> Work instructions
The entries must be restated exactly as written.

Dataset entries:
□ □ □ □ □

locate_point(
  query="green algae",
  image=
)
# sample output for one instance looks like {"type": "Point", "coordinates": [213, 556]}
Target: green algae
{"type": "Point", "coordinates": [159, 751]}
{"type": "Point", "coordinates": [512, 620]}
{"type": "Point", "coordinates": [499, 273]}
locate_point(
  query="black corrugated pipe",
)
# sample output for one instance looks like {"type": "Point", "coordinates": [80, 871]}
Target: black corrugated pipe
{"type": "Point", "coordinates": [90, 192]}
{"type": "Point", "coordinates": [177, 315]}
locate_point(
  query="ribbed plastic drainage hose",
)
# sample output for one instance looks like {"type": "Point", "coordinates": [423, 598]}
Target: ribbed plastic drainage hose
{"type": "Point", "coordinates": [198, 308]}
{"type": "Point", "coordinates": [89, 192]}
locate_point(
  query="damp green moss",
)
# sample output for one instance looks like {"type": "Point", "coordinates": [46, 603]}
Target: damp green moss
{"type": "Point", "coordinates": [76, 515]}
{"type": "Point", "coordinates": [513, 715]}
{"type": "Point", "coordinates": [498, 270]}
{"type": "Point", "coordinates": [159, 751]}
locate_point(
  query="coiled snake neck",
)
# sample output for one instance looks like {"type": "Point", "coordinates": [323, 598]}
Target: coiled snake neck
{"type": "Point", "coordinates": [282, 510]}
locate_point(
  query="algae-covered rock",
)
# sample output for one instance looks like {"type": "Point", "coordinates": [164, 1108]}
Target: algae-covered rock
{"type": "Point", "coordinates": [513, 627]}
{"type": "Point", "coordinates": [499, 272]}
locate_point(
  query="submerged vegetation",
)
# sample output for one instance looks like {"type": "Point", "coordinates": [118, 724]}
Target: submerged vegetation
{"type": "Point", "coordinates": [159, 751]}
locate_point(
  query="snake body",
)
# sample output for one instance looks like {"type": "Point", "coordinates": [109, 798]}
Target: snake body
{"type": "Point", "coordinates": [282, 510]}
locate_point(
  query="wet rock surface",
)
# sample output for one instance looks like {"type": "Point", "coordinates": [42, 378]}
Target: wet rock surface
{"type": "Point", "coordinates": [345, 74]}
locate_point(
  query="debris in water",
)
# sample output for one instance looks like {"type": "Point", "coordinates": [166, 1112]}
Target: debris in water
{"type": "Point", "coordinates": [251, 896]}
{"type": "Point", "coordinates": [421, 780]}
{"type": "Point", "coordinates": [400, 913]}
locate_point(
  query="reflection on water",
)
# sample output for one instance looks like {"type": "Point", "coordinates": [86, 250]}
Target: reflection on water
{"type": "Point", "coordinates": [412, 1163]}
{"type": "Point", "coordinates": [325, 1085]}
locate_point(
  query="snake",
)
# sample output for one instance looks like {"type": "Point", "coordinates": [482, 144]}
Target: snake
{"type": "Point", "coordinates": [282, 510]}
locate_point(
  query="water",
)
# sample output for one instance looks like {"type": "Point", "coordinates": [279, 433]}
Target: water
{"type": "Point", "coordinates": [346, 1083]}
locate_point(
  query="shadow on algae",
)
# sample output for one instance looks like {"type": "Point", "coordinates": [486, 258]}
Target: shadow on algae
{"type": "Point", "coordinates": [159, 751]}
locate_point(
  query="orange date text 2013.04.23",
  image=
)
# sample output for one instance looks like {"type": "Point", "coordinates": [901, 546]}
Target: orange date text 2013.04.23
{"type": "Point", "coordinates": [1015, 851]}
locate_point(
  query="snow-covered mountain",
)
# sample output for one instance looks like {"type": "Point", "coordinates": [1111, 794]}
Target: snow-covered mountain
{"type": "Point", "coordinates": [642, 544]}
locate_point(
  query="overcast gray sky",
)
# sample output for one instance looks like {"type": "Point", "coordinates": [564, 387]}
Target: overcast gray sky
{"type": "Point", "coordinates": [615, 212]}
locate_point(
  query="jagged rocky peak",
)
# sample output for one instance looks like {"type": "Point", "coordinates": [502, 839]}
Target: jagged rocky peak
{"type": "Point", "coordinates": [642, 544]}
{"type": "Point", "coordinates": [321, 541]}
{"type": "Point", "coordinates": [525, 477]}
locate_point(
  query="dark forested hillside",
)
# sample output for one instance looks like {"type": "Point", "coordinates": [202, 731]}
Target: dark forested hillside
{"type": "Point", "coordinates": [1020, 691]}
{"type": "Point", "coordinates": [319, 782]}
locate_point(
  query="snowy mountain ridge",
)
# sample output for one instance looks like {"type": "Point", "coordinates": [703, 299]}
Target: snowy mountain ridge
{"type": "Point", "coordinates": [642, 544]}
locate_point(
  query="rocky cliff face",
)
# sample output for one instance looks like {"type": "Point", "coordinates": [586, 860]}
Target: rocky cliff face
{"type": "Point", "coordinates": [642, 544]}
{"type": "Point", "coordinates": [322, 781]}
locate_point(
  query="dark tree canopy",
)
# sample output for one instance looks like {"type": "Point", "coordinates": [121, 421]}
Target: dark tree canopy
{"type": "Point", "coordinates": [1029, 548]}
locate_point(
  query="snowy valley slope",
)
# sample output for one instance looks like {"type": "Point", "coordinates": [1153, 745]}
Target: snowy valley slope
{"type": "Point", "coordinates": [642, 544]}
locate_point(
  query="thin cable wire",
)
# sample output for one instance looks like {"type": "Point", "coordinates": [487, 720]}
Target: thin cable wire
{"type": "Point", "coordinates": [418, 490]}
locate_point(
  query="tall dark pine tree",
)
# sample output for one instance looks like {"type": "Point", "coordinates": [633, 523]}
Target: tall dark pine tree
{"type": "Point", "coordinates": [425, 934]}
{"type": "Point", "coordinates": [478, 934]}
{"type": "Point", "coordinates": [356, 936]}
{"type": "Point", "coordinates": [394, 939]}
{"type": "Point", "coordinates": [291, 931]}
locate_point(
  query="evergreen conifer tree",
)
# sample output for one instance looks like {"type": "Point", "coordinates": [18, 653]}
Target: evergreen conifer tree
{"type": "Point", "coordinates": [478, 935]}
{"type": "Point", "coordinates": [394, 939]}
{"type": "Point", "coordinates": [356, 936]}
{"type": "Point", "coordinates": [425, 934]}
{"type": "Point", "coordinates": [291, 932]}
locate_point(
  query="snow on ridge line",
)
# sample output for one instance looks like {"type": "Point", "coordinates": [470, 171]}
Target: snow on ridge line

□ □ □ □ □

> Response to this exercise
locate_point(
  query="green algae",
  image=
)
# sample output for one instance looks like {"type": "Point", "coordinates": [213, 556]}
Target: green algae
{"type": "Point", "coordinates": [159, 751]}
{"type": "Point", "coordinates": [512, 620]}
{"type": "Point", "coordinates": [499, 273]}
locate_point(
  query="black corrugated pipe",
)
# sample output for one instance looks like {"type": "Point", "coordinates": [80, 871]}
Target: black corrugated pipe
{"type": "Point", "coordinates": [90, 192]}
{"type": "Point", "coordinates": [177, 315]}
locate_point(
  query="ribbed plastic drainage hose",
)
# sample output for one instance looks like {"type": "Point", "coordinates": [423, 598]}
Target: ribbed plastic drainage hose
{"type": "Point", "coordinates": [198, 308]}
{"type": "Point", "coordinates": [89, 192]}
locate_point(
  query="damp green moss",
)
# sample output for one instance looks like {"type": "Point", "coordinates": [46, 603]}
Target: damp green moss
{"type": "Point", "coordinates": [76, 515]}
{"type": "Point", "coordinates": [513, 715]}
{"type": "Point", "coordinates": [498, 270]}
{"type": "Point", "coordinates": [159, 751]}
locate_point(
  query="coiled snake neck",
)
# sample output for one instance looks like {"type": "Point", "coordinates": [323, 598]}
Target: coiled snake neck
{"type": "Point", "coordinates": [282, 510]}
locate_point(
  query="algae-covered rock",
)
# sample output for one instance looks like {"type": "Point", "coordinates": [164, 1108]}
Target: algae-covered rock
{"type": "Point", "coordinates": [513, 627]}
{"type": "Point", "coordinates": [499, 272]}
locate_point(
  query="submerged vegetation",
)
# sample output for one instance looks like {"type": "Point", "coordinates": [118, 724]}
Target: submerged vegetation
{"type": "Point", "coordinates": [159, 751]}
locate_point(
  query="snake body",
)
# sample output for one instance looks like {"type": "Point", "coordinates": [109, 798]}
Target: snake body
{"type": "Point", "coordinates": [282, 510]}
locate_point(
  query="wet rock surface",
)
# sample output for one instance looks like {"type": "Point", "coordinates": [42, 378]}
Target: wet rock surface
{"type": "Point", "coordinates": [345, 74]}
locate_point(
  query="debris in water",
)
# sample output for one instance looks like {"type": "Point", "coordinates": [166, 1112]}
Target: debris in water
{"type": "Point", "coordinates": [251, 896]}
{"type": "Point", "coordinates": [421, 780]}
{"type": "Point", "coordinates": [400, 913]}
locate_point(
  query="reflection on water",
)
# sample output for one instance looks like {"type": "Point", "coordinates": [86, 250]}
Target: reflection on water
{"type": "Point", "coordinates": [412, 1163]}
{"type": "Point", "coordinates": [325, 1085]}
locate_point(
  query="snake",
)
# sample output for one instance looks like {"type": "Point", "coordinates": [482, 144]}
Target: snake
{"type": "Point", "coordinates": [282, 510]}
locate_point(
  query="water",
)
# sample output for one instance looks like {"type": "Point", "coordinates": [279, 433]}
Target: water
{"type": "Point", "coordinates": [346, 1083]}
locate_point(
  query="shadow on algae",
)
# sample output for one instance looks like {"type": "Point", "coordinates": [486, 258]}
Target: shadow on algae
{"type": "Point", "coordinates": [159, 751]}
locate_point(
  query="orange date text 2013.04.23",
  image=
)
# sample output for one instance looks like {"type": "Point", "coordinates": [901, 546]}
Target: orange date text 2013.04.23
{"type": "Point", "coordinates": [1015, 851]}
locate_point(
  query="snow-covered mountain",
)
# sample output for one instance looks like {"type": "Point", "coordinates": [1111, 794]}
Target: snow-covered mountain
{"type": "Point", "coordinates": [642, 544]}
locate_point(
  query="overcast gray sky",
)
# sample output for one instance looks like {"type": "Point", "coordinates": [564, 387]}
Target: overcast gray sky
{"type": "Point", "coordinates": [615, 212]}
locate_point(
  query="jagged rocky peak",
)
# sample output for one instance looks like {"type": "Point", "coordinates": [502, 839]}
Target: jagged rocky peak
{"type": "Point", "coordinates": [642, 544]}
{"type": "Point", "coordinates": [321, 541]}
{"type": "Point", "coordinates": [525, 477]}
locate_point(
  query="dark forested hillside",
)
# sample output for one instance looks like {"type": "Point", "coordinates": [202, 731]}
Target: dark forested hillside
{"type": "Point", "coordinates": [1020, 691]}
{"type": "Point", "coordinates": [319, 782]}
locate_point(
  query="snowy mountain ridge",
)
# sample output for one instance looks like {"type": "Point", "coordinates": [703, 299]}
Target: snowy mountain ridge
{"type": "Point", "coordinates": [642, 544]}
locate_point(
  query="rocky cliff face",
)
# sample output for one instance looks like {"type": "Point", "coordinates": [586, 860]}
Target: rocky cliff face
{"type": "Point", "coordinates": [642, 544]}
{"type": "Point", "coordinates": [322, 781]}
locate_point(
  query="dark tree canopy",
)
# sample output for one instance looks like {"type": "Point", "coordinates": [121, 421]}
Target: dark tree canopy
{"type": "Point", "coordinates": [1029, 548]}
locate_point(
  query="snowy valley slope",
)
# sample output for one instance looks like {"type": "Point", "coordinates": [1153, 745]}
Target: snowy valley slope
{"type": "Point", "coordinates": [642, 544]}
locate_point(
  query="thin cable wire",
)
# sample output for one instance looks like {"type": "Point", "coordinates": [487, 720]}
Target: thin cable wire
{"type": "Point", "coordinates": [418, 490]}
locate_point(
  query="tall dark pine tree",
)
# sample output for one instance looks like {"type": "Point", "coordinates": [633, 523]}
Target: tall dark pine tree
{"type": "Point", "coordinates": [425, 934]}
{"type": "Point", "coordinates": [478, 934]}
{"type": "Point", "coordinates": [356, 936]}
{"type": "Point", "coordinates": [394, 939]}
{"type": "Point", "coordinates": [291, 931]}
locate_point(
  query="evergreen conifer tree",
)
# sample output for one instance looks like {"type": "Point", "coordinates": [18, 653]}
Target: evergreen conifer tree
{"type": "Point", "coordinates": [478, 935]}
{"type": "Point", "coordinates": [394, 939]}
{"type": "Point", "coordinates": [356, 936]}
{"type": "Point", "coordinates": [425, 934]}
{"type": "Point", "coordinates": [291, 932]}
locate_point(
  query="snow on ridge line",
)
# sample output for one instance looks like {"type": "Point", "coordinates": [470, 171]}
Target: snow on ridge line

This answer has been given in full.